━━ Stored records
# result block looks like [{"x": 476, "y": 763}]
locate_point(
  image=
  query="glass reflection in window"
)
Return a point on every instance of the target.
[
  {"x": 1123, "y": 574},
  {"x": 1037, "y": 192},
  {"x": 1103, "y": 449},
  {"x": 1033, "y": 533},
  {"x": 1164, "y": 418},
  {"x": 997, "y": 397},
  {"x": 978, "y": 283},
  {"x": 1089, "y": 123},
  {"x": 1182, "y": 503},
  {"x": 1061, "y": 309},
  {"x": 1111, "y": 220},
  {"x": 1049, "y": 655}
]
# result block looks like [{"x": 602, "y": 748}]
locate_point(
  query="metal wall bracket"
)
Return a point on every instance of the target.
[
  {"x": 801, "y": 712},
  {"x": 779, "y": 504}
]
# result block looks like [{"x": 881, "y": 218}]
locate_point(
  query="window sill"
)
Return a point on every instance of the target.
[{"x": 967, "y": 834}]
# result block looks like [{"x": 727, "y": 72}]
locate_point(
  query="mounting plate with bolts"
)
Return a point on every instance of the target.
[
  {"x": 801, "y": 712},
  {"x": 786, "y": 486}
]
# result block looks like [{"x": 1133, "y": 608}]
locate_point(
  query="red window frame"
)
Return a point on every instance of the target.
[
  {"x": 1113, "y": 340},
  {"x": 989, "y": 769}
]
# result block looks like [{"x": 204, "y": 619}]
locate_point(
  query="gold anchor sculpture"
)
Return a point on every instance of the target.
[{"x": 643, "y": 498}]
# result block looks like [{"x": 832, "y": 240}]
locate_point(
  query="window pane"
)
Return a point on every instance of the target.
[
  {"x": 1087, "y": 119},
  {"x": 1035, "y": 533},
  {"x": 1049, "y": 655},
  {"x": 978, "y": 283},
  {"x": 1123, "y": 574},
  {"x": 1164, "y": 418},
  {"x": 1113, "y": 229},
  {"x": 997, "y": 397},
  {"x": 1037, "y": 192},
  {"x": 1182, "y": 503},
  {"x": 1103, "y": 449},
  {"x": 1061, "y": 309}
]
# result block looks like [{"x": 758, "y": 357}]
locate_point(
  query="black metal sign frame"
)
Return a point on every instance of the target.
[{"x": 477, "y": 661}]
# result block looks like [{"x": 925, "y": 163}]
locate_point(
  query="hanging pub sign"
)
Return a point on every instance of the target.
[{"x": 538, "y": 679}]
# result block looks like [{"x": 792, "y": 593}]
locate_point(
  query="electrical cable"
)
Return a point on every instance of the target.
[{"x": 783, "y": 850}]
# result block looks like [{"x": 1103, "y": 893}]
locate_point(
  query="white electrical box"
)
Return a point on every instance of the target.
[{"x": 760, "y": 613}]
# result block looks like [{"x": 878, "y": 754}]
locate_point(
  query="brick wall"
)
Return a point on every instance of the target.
━━━━
** Job **
All of the entries must be written out exactly as they stand.

** Response **
# result block looks like [{"x": 476, "y": 763}]
locate_point(
  image=
  query="glass reflection in window"
)
Return a point on every instance of the target.
[
  {"x": 1123, "y": 574},
  {"x": 1037, "y": 192},
  {"x": 1103, "y": 449},
  {"x": 1033, "y": 533},
  {"x": 1164, "y": 418},
  {"x": 997, "y": 397},
  {"x": 978, "y": 283},
  {"x": 1089, "y": 123},
  {"x": 1182, "y": 503},
  {"x": 1061, "y": 309},
  {"x": 1111, "y": 220},
  {"x": 1049, "y": 655}
]
# result block looks like [{"x": 602, "y": 748}]
locate_point(
  query="metal wall bracket"
)
Return a point on every instance of the target.
[
  {"x": 801, "y": 712},
  {"x": 779, "y": 504}
]
# result block looks like [{"x": 881, "y": 218}]
locate_point(
  query="window sill"
)
Return a point on every instance of the target.
[{"x": 967, "y": 834}]
# result block looks like [{"x": 727, "y": 72}]
locate_point(
  query="mounting plate with bolts"
)
Return a point on every instance of the target.
[
  {"x": 801, "y": 712},
  {"x": 786, "y": 486}
]
# result block looks like [{"x": 1133, "y": 608}]
locate_point(
  query="red window frame"
)
Return a point on every instance of the target.
[
  {"x": 1113, "y": 340},
  {"x": 989, "y": 769}
]
# result block looks like [{"x": 204, "y": 619}]
locate_point(
  query="gold anchor sculpture"
)
Return a point on every instance of the target.
[{"x": 643, "y": 498}]
# result block looks like [{"x": 832, "y": 240}]
locate_point(
  query="window pane"
)
Return a point on every instance of the target.
[
  {"x": 1087, "y": 119},
  {"x": 1035, "y": 533},
  {"x": 1049, "y": 655},
  {"x": 978, "y": 283},
  {"x": 1123, "y": 574},
  {"x": 1164, "y": 418},
  {"x": 1113, "y": 229},
  {"x": 997, "y": 397},
  {"x": 1037, "y": 192},
  {"x": 1182, "y": 503},
  {"x": 1103, "y": 449},
  {"x": 1061, "y": 309}
]
# result block looks like [{"x": 758, "y": 357}]
locate_point(
  query="black metal sign frame"
)
Return a point on every instance of the target.
[{"x": 477, "y": 661}]
# result block looks like [{"x": 925, "y": 163}]
locate_point(
  query="hanging pub sign"
)
Return a point on every instance of the target.
[{"x": 538, "y": 679}]
# result block looks like [{"x": 792, "y": 593}]
locate_point(
  query="electrical cable"
)
Return a point on every instance of the target.
[{"x": 783, "y": 850}]
# result block looks like [{"x": 1103, "y": 893}]
locate_point(
  query="white electrical box"
)
Return a point on every instance of the target.
[{"x": 760, "y": 613}]
# result block looks like [{"x": 878, "y": 754}]
locate_point(
  query="brick wall"
)
Return a point on every instance of the target.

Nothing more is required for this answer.